--- The request ---
Please put the stretch of the material from the line containing "scan for crossbow cable" through the line containing "[235,15,300,174]" into a Markdown table with the columns Row and Line. Number each line, skip blank lines, and include nothing outside that stretch.

----

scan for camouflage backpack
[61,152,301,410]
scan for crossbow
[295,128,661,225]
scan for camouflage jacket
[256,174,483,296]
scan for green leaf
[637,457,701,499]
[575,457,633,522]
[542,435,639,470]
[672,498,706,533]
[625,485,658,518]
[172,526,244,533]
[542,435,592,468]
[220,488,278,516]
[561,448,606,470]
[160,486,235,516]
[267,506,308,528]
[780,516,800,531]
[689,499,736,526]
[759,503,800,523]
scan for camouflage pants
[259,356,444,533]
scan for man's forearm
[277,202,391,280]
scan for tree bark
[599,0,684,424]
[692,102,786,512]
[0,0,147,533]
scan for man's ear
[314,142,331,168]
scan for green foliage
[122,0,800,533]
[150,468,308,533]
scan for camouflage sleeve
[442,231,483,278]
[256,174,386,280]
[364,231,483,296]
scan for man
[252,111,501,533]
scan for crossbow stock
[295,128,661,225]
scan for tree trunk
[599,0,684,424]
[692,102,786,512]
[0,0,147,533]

----

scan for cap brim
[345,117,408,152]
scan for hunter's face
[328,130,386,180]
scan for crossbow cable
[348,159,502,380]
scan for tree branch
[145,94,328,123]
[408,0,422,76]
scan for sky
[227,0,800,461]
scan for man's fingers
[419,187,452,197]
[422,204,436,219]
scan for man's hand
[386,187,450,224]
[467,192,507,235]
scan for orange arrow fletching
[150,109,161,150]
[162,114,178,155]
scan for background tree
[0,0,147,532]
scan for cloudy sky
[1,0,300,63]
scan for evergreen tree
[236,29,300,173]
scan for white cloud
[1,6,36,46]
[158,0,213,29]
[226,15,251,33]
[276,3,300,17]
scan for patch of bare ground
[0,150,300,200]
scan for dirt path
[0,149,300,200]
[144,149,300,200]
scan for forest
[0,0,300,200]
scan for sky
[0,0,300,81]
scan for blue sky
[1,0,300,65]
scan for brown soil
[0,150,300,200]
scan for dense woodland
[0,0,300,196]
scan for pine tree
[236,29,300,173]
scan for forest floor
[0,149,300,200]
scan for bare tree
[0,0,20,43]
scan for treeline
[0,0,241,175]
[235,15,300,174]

----

--- Result of the task ---
| Row | Line |
|---|---|
| 1 | scan for crossbow cable |
| 2 | [348,159,502,380] |
| 3 | scan for tree branch |
| 4 | [145,94,328,123] |
| 5 | [408,0,422,76] |
| 6 | scan for sky |
| 7 | [227,0,800,461] |
| 8 | scan for man's fingers |
| 9 | [419,187,452,197] |
| 10 | [422,204,436,219] |
| 11 | scan for man's hand |
| 12 | [386,187,450,224] |
| 13 | [467,192,507,235] |
| 14 | scan for orange arrow fletching |
| 15 | [150,109,161,150] |
| 16 | [162,114,178,155] |
| 17 | scan for background tree |
| 18 | [0,0,147,532] |
| 19 | scan for cloudy sky |
| 20 | [1,0,300,63] |
| 21 | scan for evergreen tree |
| 22 | [236,29,300,173] |
| 23 | scan for white cloud |
| 24 | [1,6,36,46] |
| 25 | [158,0,213,29] |
| 26 | [226,15,251,33] |
| 27 | [276,3,300,17] |
| 28 | scan for patch of bare ground |
| 29 | [0,150,300,200] |
| 30 | scan for dirt path |
| 31 | [0,149,300,200] |
| 32 | [144,149,300,200] |
| 33 | scan for forest |
| 34 | [0,0,300,200] |
| 35 | scan for sky |
| 36 | [0,0,300,81] |
| 37 | scan for blue sky |
| 38 | [1,0,300,65] |
| 39 | scan for brown soil |
| 40 | [0,150,300,200] |
| 41 | scan for dense woodland |
| 42 | [0,0,300,196] |
| 43 | scan for pine tree |
| 44 | [236,29,300,173] |
| 45 | scan for forest floor |
| 46 | [0,149,300,200] |
| 47 | scan for bare tree |
| 48 | [0,0,20,43] |
| 49 | scan for treeline |
| 50 | [0,0,241,175] |
| 51 | [235,15,300,174] |